Why Medical Experts Suggest Moisturizing Your Hands After Washing Them
With all that hand washing (which, really, we should have been doing all along), there may be an uncomfortable side-effect: dry hands. People who have hands that are very dry with cracked skin (that might even be bleeding) are more likely to skip washing their hands. Why? Because washing dry hands hurts and causes the skin to become even drier.
According to Dr. Justin Ko, chief of medical dermatology at Stanford Health Care, while washing your hands removes germs and dirt, it also removes natural oils from your skin. “Because you caused so much irritation, your hands get dry, cracked and raw.”
Don’t skip washing your hands! Instead, we have a few tips to help you keep your hands moisturized so they can handle all of this hand washing.
First, use a moisturizing soap if possible. That way you’ll be preventing your hands from drying out while you’re actually washing them. Also, skip scented soap and hand sanitizer. The fragrance ingredients can be even more drying.

### RECORD EXTRACTS
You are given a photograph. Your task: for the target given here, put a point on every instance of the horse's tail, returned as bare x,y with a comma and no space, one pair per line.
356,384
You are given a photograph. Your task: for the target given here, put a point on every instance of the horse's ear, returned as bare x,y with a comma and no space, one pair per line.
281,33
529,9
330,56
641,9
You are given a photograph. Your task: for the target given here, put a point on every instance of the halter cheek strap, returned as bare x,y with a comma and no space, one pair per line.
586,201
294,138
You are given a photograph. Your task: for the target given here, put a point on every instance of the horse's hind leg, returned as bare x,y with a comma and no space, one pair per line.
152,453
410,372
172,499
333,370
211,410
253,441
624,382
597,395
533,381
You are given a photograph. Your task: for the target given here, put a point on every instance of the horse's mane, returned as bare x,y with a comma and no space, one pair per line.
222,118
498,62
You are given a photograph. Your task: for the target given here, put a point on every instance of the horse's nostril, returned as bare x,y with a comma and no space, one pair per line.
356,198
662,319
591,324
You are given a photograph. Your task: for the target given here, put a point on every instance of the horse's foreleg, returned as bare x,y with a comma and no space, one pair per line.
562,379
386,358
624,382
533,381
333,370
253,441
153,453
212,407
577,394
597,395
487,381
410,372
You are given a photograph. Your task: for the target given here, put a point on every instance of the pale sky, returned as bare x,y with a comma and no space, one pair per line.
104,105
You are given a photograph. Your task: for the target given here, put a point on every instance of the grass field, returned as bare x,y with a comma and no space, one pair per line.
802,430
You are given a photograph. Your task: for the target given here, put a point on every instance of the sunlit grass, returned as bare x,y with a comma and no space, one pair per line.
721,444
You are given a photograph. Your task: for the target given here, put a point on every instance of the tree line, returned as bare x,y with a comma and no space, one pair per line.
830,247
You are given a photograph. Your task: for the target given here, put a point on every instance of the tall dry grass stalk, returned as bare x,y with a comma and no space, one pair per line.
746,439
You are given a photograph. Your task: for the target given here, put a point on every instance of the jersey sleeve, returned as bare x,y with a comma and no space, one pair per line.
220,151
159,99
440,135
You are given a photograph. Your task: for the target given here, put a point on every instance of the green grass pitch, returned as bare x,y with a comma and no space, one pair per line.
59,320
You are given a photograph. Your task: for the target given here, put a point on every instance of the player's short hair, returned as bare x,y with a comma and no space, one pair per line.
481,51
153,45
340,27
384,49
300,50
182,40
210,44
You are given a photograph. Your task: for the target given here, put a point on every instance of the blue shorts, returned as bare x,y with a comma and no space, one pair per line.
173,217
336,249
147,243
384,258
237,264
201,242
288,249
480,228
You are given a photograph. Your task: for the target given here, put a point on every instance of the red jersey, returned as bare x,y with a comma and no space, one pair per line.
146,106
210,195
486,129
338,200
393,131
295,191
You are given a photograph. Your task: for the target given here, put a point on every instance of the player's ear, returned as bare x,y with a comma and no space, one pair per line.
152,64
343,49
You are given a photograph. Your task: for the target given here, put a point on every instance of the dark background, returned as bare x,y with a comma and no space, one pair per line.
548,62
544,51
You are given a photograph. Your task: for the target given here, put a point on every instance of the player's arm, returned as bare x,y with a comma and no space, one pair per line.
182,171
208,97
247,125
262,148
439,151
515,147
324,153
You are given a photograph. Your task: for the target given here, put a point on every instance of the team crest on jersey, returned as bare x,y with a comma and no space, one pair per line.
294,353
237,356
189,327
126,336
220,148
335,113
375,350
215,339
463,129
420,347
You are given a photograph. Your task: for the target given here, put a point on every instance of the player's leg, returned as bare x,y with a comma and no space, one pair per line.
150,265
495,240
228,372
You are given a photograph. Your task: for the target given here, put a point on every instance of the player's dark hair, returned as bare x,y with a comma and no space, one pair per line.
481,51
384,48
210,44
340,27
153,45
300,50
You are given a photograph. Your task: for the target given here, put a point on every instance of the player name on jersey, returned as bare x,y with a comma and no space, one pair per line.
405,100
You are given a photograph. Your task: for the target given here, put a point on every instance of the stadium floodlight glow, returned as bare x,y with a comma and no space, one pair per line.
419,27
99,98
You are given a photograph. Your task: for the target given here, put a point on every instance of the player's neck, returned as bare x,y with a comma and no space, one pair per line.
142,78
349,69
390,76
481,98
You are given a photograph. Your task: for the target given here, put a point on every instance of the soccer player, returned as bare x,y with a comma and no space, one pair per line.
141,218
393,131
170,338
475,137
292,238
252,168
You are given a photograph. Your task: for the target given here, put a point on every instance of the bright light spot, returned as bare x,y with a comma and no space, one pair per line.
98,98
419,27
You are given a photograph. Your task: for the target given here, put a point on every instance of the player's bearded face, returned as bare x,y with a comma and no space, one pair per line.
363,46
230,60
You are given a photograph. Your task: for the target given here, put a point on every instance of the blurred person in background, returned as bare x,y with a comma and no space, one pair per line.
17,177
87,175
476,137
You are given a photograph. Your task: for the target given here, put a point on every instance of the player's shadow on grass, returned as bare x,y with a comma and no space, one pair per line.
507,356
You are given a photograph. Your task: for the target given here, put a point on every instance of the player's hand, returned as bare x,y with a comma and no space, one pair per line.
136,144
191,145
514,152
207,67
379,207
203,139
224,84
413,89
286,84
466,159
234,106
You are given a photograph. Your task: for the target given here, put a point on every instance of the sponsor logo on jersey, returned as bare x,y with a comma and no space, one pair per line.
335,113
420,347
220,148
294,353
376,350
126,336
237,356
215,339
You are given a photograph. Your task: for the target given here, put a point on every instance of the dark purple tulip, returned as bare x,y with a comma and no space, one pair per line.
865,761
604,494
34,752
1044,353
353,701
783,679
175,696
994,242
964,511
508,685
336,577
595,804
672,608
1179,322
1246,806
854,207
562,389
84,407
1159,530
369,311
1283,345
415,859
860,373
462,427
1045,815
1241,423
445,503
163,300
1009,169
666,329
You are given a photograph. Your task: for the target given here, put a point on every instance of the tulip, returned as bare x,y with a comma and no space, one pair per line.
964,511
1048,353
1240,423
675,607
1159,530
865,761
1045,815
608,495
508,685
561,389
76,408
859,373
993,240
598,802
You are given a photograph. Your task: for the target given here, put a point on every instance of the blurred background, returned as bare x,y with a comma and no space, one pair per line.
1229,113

### EXPLORE THE MATERIAL
A - Answer these from the passage on moisturizing hands after washing:
(i) What position does Dr. Justin Ko hold?
(ii) According to the passage, why are people with very dry, cracked hands more likely to skip washing them?
(iii) What reason does the passage give for avoiding scented soap and hand sanitizer?
B - Continue the passage on moisturizing hands after washing from the point where it stops.

### ANSWERS IN ORDER
A -
(i) He is chief of medical dermatology at Stanford Health Care.
(ii) Washing dry hands hurts and causes the skin to become even drier.
(iii) The fragrance ingredients can be even more drying.

B -
Second, put moisturizer on your hands. That doesn’t mean you need to run out and buy some expensive lotion. All you need is something hydrating like Aquaphor Healing Ointment or even Vaseline.
Dr. Mary Stevenson, assistant professor of dermatology at NYU Langone Health, recommends moisturizing your hands immediately after washing them.
Preeti Malani, chief health officer at the University of Michigan offers the following advice:
“At bedtime, put on some good-quality, inexpensive, effective moisturizer. If your skin is becoming raw and dry, you might be washing your hands too much.”
We recommend buying everyone in your home their own moisturizer instead of sharing one bottle. There was an instance where a nurse with nail fungus shared lotion with patients at a hospital, and the nail fungus spread to the patients. Yikes!
Christina Johns, senior medical adviser for PM Pediatrics also says that it’s important to use clean hands when applying the moisturizer and to touch the bottle or tube as little as possible. “Fewer things coming into contact is best practice in general, in terms of minimizing germs and microbes.”
Excuse us while we go buy moisturizer before stores run out of that too.